• **DATA IN THIS EXERCISE**

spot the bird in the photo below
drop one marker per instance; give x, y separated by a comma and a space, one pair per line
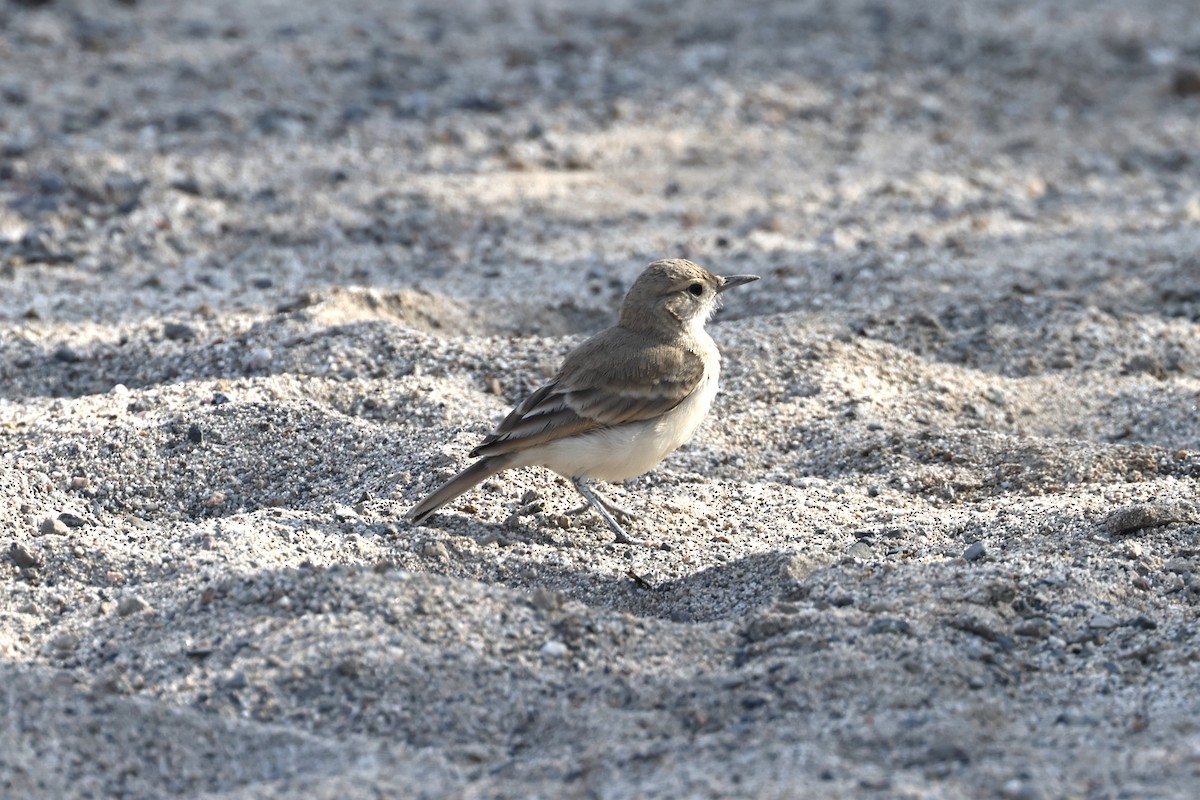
621, 402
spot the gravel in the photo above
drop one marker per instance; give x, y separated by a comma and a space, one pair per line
268, 274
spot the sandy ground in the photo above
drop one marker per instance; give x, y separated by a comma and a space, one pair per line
269, 270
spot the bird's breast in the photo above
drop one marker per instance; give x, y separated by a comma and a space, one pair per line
625, 451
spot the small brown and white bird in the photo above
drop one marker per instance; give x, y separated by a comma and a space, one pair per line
622, 401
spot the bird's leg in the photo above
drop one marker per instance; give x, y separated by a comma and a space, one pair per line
622, 515
603, 507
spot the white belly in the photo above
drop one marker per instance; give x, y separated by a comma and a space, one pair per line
629, 450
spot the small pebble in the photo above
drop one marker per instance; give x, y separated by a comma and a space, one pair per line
975, 552
64, 643
132, 605
22, 557
71, 519
179, 332
861, 551
52, 525
553, 649
1129, 518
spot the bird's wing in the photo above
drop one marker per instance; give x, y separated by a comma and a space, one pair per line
612, 378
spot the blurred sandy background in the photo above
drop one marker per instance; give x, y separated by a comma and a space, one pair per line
269, 270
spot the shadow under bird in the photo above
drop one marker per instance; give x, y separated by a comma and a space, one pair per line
622, 401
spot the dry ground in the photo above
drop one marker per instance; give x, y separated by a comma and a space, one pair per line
268, 270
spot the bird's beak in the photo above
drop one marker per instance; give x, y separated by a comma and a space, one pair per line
731, 281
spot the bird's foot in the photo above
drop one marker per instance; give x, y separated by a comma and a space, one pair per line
607, 511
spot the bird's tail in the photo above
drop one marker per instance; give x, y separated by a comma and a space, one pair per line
477, 473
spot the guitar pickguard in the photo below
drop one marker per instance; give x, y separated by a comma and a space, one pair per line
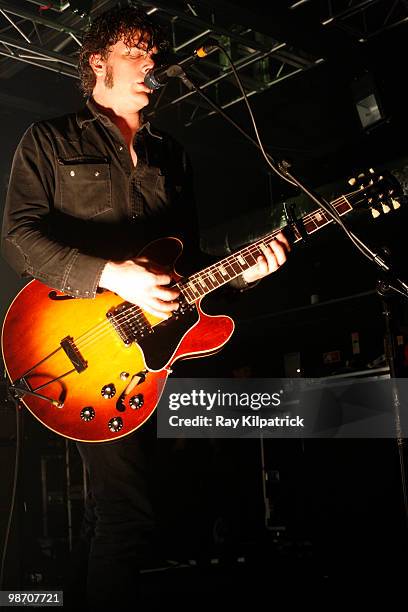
159, 346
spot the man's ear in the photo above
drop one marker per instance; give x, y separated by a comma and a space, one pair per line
97, 64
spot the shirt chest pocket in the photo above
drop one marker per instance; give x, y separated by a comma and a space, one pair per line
85, 186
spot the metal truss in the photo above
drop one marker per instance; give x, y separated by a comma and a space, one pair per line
362, 19
48, 35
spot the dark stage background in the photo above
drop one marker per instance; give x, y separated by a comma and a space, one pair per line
335, 505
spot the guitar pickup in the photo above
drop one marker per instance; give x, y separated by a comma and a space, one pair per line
73, 354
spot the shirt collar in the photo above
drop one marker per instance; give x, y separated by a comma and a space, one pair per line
90, 112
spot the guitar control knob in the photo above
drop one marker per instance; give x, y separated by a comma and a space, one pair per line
87, 413
108, 391
115, 424
136, 401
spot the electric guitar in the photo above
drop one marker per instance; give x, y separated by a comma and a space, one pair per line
94, 370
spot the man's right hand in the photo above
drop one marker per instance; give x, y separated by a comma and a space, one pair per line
141, 282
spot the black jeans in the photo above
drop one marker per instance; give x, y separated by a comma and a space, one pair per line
119, 520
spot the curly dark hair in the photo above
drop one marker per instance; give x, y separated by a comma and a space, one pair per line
129, 24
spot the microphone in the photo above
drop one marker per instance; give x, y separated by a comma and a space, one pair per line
158, 77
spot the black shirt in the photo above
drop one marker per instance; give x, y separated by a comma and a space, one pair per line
75, 199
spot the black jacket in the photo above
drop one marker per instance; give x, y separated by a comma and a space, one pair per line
75, 200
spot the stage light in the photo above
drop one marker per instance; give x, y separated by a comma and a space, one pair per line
82, 7
367, 101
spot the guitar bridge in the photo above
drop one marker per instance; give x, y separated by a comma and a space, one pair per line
73, 354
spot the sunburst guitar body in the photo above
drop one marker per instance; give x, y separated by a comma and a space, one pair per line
94, 369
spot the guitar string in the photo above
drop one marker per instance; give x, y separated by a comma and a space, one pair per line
91, 335
205, 275
83, 340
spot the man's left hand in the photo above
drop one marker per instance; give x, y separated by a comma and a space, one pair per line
275, 255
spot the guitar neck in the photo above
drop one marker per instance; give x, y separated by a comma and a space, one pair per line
199, 284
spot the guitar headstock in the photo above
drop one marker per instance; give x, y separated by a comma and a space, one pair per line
379, 192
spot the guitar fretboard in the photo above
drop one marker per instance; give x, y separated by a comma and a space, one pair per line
199, 284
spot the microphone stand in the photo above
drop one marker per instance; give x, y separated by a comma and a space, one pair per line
393, 283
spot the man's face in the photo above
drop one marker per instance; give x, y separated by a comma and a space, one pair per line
124, 71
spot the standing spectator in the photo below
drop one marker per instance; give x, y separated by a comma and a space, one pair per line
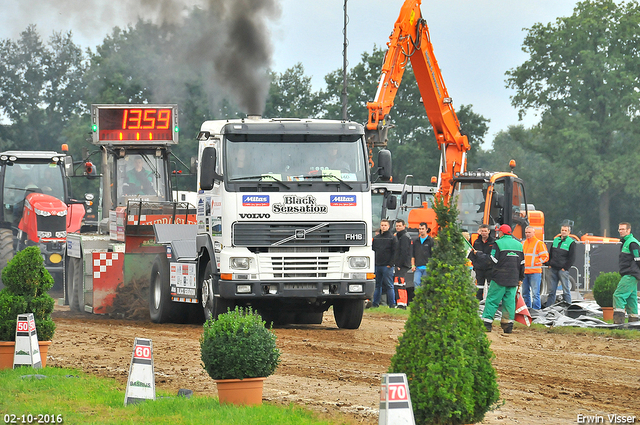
422, 246
561, 258
535, 255
482, 263
508, 272
384, 245
403, 262
626, 295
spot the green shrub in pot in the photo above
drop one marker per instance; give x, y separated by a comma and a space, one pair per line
237, 345
26, 283
604, 287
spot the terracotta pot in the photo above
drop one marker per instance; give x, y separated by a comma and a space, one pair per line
246, 391
7, 349
607, 313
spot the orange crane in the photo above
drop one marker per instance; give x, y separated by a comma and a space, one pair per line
482, 197
410, 40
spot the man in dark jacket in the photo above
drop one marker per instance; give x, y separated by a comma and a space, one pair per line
422, 246
403, 262
626, 295
562, 255
384, 245
508, 272
482, 263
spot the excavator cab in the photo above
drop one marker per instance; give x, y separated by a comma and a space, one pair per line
491, 198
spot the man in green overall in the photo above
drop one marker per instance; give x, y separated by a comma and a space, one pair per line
507, 275
626, 295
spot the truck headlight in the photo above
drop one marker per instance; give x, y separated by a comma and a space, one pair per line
239, 263
42, 213
356, 288
359, 262
243, 289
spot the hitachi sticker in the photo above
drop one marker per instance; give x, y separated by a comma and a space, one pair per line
255, 200
343, 200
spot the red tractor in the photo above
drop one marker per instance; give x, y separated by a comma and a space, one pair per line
36, 207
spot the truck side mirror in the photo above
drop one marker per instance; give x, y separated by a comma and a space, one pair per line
405, 197
193, 168
208, 174
68, 165
384, 165
392, 202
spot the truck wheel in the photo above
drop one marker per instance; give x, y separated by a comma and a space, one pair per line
348, 313
75, 287
161, 308
213, 306
6, 249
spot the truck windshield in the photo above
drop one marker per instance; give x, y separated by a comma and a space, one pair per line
470, 197
295, 161
140, 176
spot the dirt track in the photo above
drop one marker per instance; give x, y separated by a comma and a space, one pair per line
544, 378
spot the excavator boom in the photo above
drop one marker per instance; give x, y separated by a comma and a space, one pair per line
410, 41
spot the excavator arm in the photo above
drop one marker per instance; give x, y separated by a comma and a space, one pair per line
410, 41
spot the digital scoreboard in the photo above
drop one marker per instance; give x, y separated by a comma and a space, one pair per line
139, 124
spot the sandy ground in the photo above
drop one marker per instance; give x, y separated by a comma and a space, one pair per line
544, 378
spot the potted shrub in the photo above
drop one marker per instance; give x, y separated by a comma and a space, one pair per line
444, 350
239, 353
26, 283
603, 289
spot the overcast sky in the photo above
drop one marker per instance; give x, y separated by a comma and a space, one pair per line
475, 42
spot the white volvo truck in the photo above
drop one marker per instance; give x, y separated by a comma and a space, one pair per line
284, 225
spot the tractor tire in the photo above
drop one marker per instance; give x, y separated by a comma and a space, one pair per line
75, 284
348, 313
161, 308
212, 306
6, 250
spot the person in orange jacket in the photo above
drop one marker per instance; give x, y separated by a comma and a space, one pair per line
535, 255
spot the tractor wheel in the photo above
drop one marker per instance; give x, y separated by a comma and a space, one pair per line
75, 284
6, 250
348, 313
161, 308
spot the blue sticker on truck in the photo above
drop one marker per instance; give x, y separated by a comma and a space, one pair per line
343, 200
255, 200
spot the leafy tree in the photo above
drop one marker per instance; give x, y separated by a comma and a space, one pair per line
41, 89
582, 76
444, 350
291, 95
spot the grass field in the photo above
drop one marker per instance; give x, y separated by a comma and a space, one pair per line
72, 397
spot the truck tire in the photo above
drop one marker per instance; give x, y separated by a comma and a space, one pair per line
161, 308
348, 313
75, 285
212, 306
6, 250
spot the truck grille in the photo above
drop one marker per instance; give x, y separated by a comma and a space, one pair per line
52, 223
299, 266
265, 234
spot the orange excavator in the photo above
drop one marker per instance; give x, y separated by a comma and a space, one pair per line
482, 197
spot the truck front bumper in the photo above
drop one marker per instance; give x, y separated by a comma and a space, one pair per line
326, 290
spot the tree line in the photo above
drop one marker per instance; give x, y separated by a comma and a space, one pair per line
582, 77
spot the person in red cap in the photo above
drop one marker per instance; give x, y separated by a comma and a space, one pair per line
508, 272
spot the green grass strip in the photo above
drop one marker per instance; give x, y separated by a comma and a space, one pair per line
79, 398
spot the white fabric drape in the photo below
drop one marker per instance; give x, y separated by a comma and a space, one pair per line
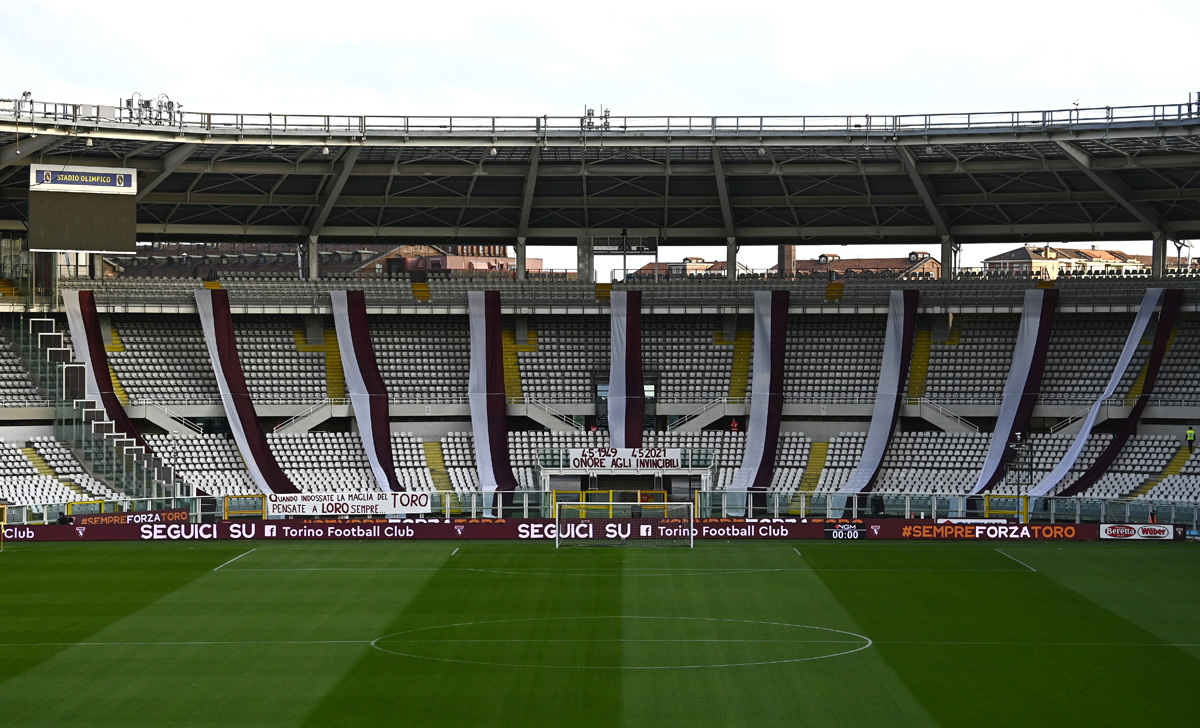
1145, 312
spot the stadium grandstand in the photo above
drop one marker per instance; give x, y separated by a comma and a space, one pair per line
220, 348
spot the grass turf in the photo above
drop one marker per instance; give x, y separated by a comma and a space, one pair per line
510, 633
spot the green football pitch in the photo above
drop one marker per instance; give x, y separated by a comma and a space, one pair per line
515, 633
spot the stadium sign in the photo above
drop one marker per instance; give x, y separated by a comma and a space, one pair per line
373, 503
1123, 531
96, 180
627, 458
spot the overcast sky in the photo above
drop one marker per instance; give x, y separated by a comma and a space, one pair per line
634, 56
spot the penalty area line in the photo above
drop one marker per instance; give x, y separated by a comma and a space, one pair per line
1018, 560
233, 559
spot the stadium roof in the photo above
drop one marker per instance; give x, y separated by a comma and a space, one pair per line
1057, 175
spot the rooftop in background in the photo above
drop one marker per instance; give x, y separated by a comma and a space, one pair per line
1103, 174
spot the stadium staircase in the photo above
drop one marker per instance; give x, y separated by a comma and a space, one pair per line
834, 290
511, 365
117, 344
743, 349
1173, 468
43, 468
811, 476
918, 369
1139, 384
437, 464
335, 377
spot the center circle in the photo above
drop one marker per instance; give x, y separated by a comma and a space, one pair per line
622, 643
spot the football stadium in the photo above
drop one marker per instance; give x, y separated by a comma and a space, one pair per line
299, 429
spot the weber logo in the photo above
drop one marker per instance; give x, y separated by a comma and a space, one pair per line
1137, 533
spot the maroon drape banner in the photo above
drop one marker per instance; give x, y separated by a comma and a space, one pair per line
367, 391
219, 334
486, 393
1173, 299
99, 360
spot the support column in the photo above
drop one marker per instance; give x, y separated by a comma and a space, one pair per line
586, 260
949, 258
46, 276
1159, 256
786, 260
311, 259
520, 248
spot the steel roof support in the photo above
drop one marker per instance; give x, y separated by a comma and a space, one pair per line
19, 149
1113, 185
324, 206
169, 164
934, 208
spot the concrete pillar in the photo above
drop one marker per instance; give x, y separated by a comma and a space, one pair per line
1159, 256
586, 260
949, 258
311, 259
522, 329
46, 275
786, 264
520, 248
313, 329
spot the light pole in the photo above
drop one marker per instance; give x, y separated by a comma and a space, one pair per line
174, 451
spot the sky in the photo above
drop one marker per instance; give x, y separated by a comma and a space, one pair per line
633, 56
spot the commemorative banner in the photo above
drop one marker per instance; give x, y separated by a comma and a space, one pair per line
96, 180
372, 503
625, 458
1126, 531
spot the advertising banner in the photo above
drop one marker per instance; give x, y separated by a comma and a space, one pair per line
627, 458
372, 503
167, 516
102, 180
537, 529
1125, 531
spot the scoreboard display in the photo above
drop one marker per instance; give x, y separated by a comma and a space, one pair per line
88, 209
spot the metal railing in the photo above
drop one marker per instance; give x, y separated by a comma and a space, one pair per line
279, 127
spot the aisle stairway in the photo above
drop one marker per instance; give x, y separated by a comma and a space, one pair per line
918, 369
511, 365
437, 465
1173, 468
834, 290
43, 468
1139, 384
811, 477
743, 349
335, 377
117, 344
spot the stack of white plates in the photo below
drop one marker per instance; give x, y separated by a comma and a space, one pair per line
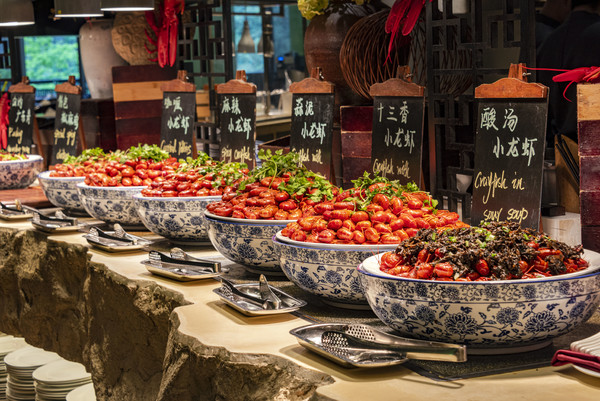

• **EXERCISE BRIEF**
Find each line in the items above that contains the word "scoreboard" and copy all of those lines.

• **CORRECT OUTPUT**
spot the digital scoreboard in the photo above
spot the scoreboard display in the photo above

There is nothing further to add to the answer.